## [WHAT YOU HAVE TO DO]
Skip any image you find and restate the rest of the data word for word.

## [DATA EXTRACTS]
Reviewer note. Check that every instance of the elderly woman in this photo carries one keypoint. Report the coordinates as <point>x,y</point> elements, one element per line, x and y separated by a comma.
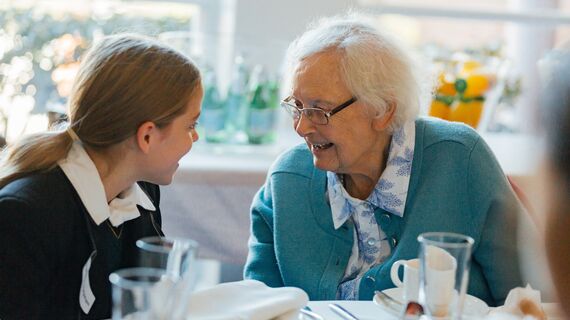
<point>336,212</point>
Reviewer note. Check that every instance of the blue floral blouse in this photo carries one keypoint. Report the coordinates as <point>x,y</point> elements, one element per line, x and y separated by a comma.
<point>371,246</point>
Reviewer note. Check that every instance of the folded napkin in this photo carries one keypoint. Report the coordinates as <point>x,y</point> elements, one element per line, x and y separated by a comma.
<point>522,303</point>
<point>241,300</point>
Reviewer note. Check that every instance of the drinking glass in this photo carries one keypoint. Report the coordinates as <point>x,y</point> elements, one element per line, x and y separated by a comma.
<point>138,293</point>
<point>444,273</point>
<point>175,255</point>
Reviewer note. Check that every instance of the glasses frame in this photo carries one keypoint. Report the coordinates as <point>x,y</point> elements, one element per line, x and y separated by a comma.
<point>290,107</point>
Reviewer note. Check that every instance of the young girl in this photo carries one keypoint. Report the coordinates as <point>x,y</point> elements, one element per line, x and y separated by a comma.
<point>73,203</point>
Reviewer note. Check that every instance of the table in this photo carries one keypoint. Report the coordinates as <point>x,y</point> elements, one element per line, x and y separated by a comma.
<point>367,310</point>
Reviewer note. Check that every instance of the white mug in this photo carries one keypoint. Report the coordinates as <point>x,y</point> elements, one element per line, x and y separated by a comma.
<point>411,282</point>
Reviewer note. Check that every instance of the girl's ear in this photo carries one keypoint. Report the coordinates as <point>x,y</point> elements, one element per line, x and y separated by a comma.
<point>383,121</point>
<point>147,135</point>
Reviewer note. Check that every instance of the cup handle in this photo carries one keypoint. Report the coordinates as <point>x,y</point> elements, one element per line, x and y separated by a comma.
<point>394,273</point>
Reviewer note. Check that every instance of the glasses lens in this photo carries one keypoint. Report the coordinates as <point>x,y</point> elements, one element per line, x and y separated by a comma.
<point>316,116</point>
<point>291,109</point>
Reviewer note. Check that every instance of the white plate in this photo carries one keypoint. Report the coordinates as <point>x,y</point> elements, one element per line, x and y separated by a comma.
<point>474,306</point>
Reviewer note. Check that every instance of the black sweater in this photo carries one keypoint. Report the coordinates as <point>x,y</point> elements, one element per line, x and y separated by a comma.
<point>47,236</point>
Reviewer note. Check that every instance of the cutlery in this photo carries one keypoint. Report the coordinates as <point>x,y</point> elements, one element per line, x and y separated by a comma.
<point>307,311</point>
<point>383,296</point>
<point>342,312</point>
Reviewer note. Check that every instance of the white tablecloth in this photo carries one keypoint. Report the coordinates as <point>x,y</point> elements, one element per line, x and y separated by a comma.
<point>367,310</point>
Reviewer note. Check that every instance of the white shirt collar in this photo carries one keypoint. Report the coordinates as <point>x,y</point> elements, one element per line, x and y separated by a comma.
<point>81,171</point>
<point>391,191</point>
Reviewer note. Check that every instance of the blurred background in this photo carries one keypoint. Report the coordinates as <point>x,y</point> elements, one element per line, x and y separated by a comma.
<point>481,57</point>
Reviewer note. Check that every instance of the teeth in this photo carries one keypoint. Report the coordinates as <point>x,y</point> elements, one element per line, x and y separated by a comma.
<point>322,146</point>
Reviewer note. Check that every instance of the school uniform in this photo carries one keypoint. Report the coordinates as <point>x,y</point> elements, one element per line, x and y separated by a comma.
<point>60,240</point>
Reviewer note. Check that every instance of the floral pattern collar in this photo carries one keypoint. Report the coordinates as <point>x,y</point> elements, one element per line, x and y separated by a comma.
<point>391,191</point>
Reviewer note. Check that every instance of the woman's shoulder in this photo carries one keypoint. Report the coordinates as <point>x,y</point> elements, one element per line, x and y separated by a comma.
<point>431,131</point>
<point>39,185</point>
<point>296,160</point>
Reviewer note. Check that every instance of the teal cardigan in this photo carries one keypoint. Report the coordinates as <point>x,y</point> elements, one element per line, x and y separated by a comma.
<point>456,185</point>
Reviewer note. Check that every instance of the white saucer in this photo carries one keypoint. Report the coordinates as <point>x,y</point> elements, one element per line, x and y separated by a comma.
<point>473,306</point>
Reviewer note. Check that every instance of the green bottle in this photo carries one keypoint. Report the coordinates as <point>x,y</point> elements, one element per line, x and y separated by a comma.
<point>263,112</point>
<point>213,113</point>
<point>236,103</point>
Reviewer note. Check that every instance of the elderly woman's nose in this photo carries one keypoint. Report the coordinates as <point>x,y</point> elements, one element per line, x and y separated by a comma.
<point>304,126</point>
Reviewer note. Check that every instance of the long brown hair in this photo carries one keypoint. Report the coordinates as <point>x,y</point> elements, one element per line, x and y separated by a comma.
<point>124,80</point>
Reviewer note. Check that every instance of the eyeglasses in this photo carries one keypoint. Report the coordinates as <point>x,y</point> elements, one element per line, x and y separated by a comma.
<point>315,115</point>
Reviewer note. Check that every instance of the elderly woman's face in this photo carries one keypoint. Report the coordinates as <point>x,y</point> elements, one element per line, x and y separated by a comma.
<point>354,138</point>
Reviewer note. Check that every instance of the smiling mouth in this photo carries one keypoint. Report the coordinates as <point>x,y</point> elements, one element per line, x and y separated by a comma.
<point>321,146</point>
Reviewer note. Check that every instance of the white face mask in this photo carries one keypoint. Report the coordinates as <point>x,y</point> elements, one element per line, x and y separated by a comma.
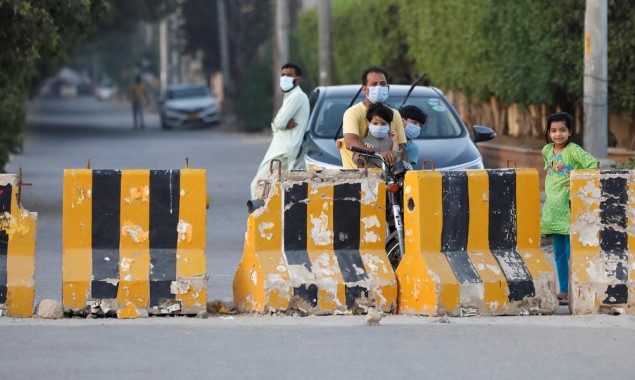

## [RESPONSE TO THE EXERCISE]
Reviewer note. Check that every instance of the elderly woman in this photo carries one keypoint. Report the coordinates as <point>x,y</point> elements, one element per line, x and y separated by a comma.
<point>336,212</point>
Reviewer note. Check that every instance of the blue floral blouse in this photo carries one keypoint. Report the coordinates as <point>x,y</point> elements, one element per line, x and y separated by a comma.
<point>371,246</point>
Reviewer note. Check that every instance of the folded napkin in this photo carries one keypoint. Report the coordinates as <point>x,y</point> elements, one element per line, x and y separated by a comma.
<point>522,303</point>
<point>241,300</point>
Reviewer note. Check that every instance of the drinking glass in this photo carries one keypoint. Report the coordinates as <point>x,y</point> elements, one element per line, x and y separated by a comma.
<point>138,293</point>
<point>444,273</point>
<point>175,255</point>
Reviewer note. Check that every instance of the glasses frame in this photo carries one keypoint. Report the coordinates as <point>x,y</point> elements, one element per line, x and y separated by a comma.
<point>290,107</point>
Reviewer note. Check that every instance of the young girl in this photo carries one keypoint. Report the coordinates as <point>x,y</point> elements, one element per line, x and y separated by a comma.
<point>73,203</point>
Reviewer note. Check that every instance of the table in this photo carries one keypoint. Report the coordinates as <point>x,y</point> elements, one element per line, x and y separated by a comma.
<point>367,310</point>
Reviewer note. Check that every instance of the white mug in this photo carries one keypoint. Report the coordinates as <point>x,y</point> elements, one element per line, x and y separated by a comma.
<point>411,282</point>
Reviewer note. Check that every instance of the girl's ear in this photo carries one keypoint. Report the coordinates as <point>x,y</point> elements, one element per line, x and y separated by a comma.
<point>383,121</point>
<point>147,135</point>
Reviewer note. Check that every instance of the cup handle in this photo carries one keypoint. Report the coordinates as <point>x,y</point> elements, one element per line, x and y separated by a comma.
<point>394,273</point>
Reviewer note. Check that every instance of the glasses lens in this photo carries one keypoint. Report the coordinates as <point>x,y</point> elements, one element per line, x and y separated by a comma.
<point>316,116</point>
<point>291,109</point>
Reviewer note. Check that every instance of the white plate in this photo carries one keypoint. Report the coordinates as <point>x,y</point> elements, one element per line, x and y separated by a comma.
<point>474,306</point>
Reviewer note. Check that every instance of the black sweater in this photo carries one keypoint. Report the coordinates as <point>x,y</point> elements, one element per line, x and y separated by a comma.
<point>47,236</point>
Reviewer note. Check that every instance of the cutlery in this photo carries one keypoint. Report the coordinates as <point>x,y</point> elements, one element per line, x and y separated by a comma.
<point>307,311</point>
<point>383,296</point>
<point>342,312</point>
Reviewer note. Check that every instance of the white tablecloth in this photo carries one keypoint. Report the coordinates as <point>x,y</point> elements, one element per line, x and y separated by a comma.
<point>367,310</point>
Reviewer note. Check that every instance of the white shirt collar in this photo carries one keypoint. Report the coordinates as <point>x,y</point> elements, one element per line, x and y separated by a comma.
<point>81,171</point>
<point>391,191</point>
Reviewer note. Check that every instance of the blurred background in this photo carries one keypoint. Report the coordinates as <point>x,y</point> elements, one element per line, x and y separated by a comma.
<point>481,57</point>
Reviewer note. Check that every instance of the teeth in this photo carries one keypoint. Report the coordinates as <point>x,y</point> elements, one element per line, x and y separated by a comma.
<point>322,146</point>
Reviewer note. Check that every instance of the school uniform in this photo carries one keypoint. Report the coordinates as <point>x,y</point> elements, one element per line, x and y separated by a comma.
<point>60,240</point>
Reviewer note. Check that every instance of the floral pattern collar in this photo carries one keypoint. Report the coordinates as <point>x,y</point> elements, one element per line, x and y separated by a comma.
<point>391,191</point>
Reviewer note. Check that every instance of the woman's shoulder in this photo carries one keypoint. Report the coordinates as <point>x,y</point> elements, one element per line, x and y separated by a comma.
<point>431,131</point>
<point>39,185</point>
<point>296,160</point>
Reviewer note. Check that every instance of the teal cardigan in this photo carries one keypoint. Report the coordinates as <point>x,y</point> elements, one element per line, x and y separated by a comma.
<point>456,185</point>
Reviewer note. Check that every instance of the white saucer in this photo carries one keypoint. Report the coordinates as <point>x,y</point> elements, one element per line, x and y separated by a comma.
<point>473,306</point>
Reviewer note. Check that every instance of the green bottle in this photo carries one keypoint. Report the coordinates as <point>x,y</point> elements, one element per line, x and y separated by a comma.
<point>263,112</point>
<point>213,113</point>
<point>236,103</point>
Reviewer note. Check that every instance of the elderly woman's nose in this photo carries one keypoint. Report the coordinates as <point>x,y</point> elements, one element per line, x and y separated by a comma.
<point>304,126</point>
Reviewer note. Check that every instance of the long brown hair in this photo carries one keypoint. Report the coordinates as <point>x,y</point> elements, one element per line, x and y separated by a comma.
<point>124,80</point>
Reviewer note. Check that every instance of the eyeglasses in this photo carries one keypoint. Report the coordinates as <point>x,y</point> elements, one element per line, x and y separated by a comma.
<point>315,115</point>
Reviewer note. Check that every instance of the elderly woman's face in this photo carries one keypoint. Report the coordinates as <point>x,y</point> elements, one element per line, x and y separated by a comma.
<point>354,138</point>
Reviewer note. Check that every instance of the smiling mouth in this photo carries one keypoint. Report the coordinates as <point>x,y</point> elements, one element per line, x and y separated by a comma.
<point>321,146</point>
Reviewer note. Check that every instance of the white face mask in this photo carries one keypoint. Report the coordinates as <point>x,y</point> elements, one element per line, x and y separated by a comma.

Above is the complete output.